Study text:
▶
A total of 23 flood warnings and 33 alerts are in force across the Midlands today as heavy rain falls on saturated ground.
The Environment Agency has warned that flooding is likely along the Rivers Severn, Avon, Anker and Leam.
Drivers are warned to take extra care on the roads as puddles may be deeper than they appear.
The Environment Agency has updated the number of flood warnings and alerts it has in place for the Midlands.
There are currently 22 Flood Warnings, where flooding is expected and immediate action is required, and there are 34 areas with Flood Alerts, where flooding is possible and those living nearby need to be prepared.
Many smaller rivers and fords have burst their banks across the region, after further heavy rain overnight.
Drivers are being warned against driving through any standing water, as it is impossible to know how deep it is and there is a risk you could be swept away.
Earlier today one motorist who failed to heed the warnings, had to be rescued from a flooded ford in Kenilworth in Warwickshire.
For the latest updates and advice click here for The Environment Agency Website.
A ford near to Kenilworth Castle has flooded. This comes after a weekend of flood warnings in areas around the Midlands.
Flooding in the Kenilworth has led to a motorist had being saved from a ford in Kenilworth earlier this morning.
This comes after a weekend of high water levels in parts of the Midlands.
The Environment Agency has 70 flood warnings in place across England and Wales, with more than two thirds impacting southern England.
A flood warning is in place in Leamington Spa, as the water levels of the River Leam are very high.
Mike Surrey, from Severn Trent, says the water company has seen 30% more calls recently, than they normally would, due to the wet weather increasing water levels, and becoming trapped in blocked sewers.
He added that the places hit worst by these problems have been Leicestershire and Warwickshire, and their challenge is to reduce the amount of calls being received.
Severn Trent water have confirmed they have had to undertake 30% more incident than normal recently, thanks to the stormy weather causing flooding across the region.
◀
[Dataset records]
▶
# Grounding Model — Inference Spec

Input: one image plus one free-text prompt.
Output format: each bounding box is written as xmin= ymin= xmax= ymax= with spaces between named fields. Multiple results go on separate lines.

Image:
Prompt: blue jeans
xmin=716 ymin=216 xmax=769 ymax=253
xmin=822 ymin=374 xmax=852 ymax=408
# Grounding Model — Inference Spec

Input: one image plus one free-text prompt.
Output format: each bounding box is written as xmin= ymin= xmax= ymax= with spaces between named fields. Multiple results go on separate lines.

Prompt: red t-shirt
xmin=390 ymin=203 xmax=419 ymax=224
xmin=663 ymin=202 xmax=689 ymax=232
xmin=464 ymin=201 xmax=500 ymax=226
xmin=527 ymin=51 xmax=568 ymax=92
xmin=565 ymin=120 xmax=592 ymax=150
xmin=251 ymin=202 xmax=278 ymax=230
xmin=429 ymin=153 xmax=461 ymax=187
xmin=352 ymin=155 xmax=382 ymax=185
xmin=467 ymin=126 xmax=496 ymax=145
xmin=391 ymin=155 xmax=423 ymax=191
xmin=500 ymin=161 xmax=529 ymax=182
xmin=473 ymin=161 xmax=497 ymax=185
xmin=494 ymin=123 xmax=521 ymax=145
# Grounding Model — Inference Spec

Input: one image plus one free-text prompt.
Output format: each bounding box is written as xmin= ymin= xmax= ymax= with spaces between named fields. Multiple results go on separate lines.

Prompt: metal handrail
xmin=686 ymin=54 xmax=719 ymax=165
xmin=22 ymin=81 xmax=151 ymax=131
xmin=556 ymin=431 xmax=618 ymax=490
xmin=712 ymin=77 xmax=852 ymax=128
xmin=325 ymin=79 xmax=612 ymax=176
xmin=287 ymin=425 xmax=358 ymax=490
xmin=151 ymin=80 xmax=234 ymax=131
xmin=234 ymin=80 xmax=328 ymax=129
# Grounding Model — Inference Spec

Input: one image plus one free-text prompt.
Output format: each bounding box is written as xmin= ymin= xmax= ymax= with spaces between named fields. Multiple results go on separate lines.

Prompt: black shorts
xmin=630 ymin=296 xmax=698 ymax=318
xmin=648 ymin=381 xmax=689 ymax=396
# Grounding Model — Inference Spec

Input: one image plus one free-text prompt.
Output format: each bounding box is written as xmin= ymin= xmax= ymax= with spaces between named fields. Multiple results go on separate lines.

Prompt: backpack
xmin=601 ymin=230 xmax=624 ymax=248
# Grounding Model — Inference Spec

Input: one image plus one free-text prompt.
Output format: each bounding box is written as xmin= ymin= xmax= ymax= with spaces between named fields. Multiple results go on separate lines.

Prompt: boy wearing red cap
◀
Complete the following:
#1 Please repeat, word for word, the part of the Midlands flooding report that opens with the words containing "A total of 23" and closes with "to be prepared.".
#2 Write what comes next in the Midlands flooding report, picking up after its final sentence.

Responses for each task:
#1
A total of 23 flood warnings and 33 alerts are in force across the Midlands today as heavy rain falls on saturated ground.
The Environment Agency has warned that flooding is likely along the Rivers Severn, Avon, Anker and Leam.
Drivers are warned to take extra care on the roads as puddles may be deeper than they appear.
The Environment Agency has updated the number of flood warnings and alerts it has in place for the Midlands.
There are currently 22 Flood Warnings, where flooding is expected and immediate action is required, and there are 34 areas with Flood Alerts, where flooding is possible and those living nearby need to be prepared.

#2
The company says they are working hard to deal with the extra work, which includes sewer flooding, with more staff in call centres and more teams out and about.
A spokesman for Severn Trent, James Jesic, has given advice to customers who are experiencing flooding:
"If you have flooding at your home, check to see if it is just rainwater or if it is sewage that has come from an overflowing sewer, possibly through a manhole cover in your garden or outside your property."
"If it is just rainwater, the flooding should subside when it stops raining, although it can take up to four hours for water to drain away, so be patient."
"Where sewage is escaping this is obviously a priority for us, so please call us and we will get a team out to help as quickly as possible."
“If you are concerned about flooding from drains and gullies in the road, you should call the local council as they are responsible for road drainage, but again, we generally find that the flooding will go away when it stops raining."
"If the flooding is coming from a river or stream, get in touch with the Environment Agency, as they have responsibility here."
Dave Throup from the Environment Agency says high water levels in Tewkesbury are to remain high for the coming days.
He explained land surrounding the Gloucestershire town has been saturated, so further rain is running into the area quickly.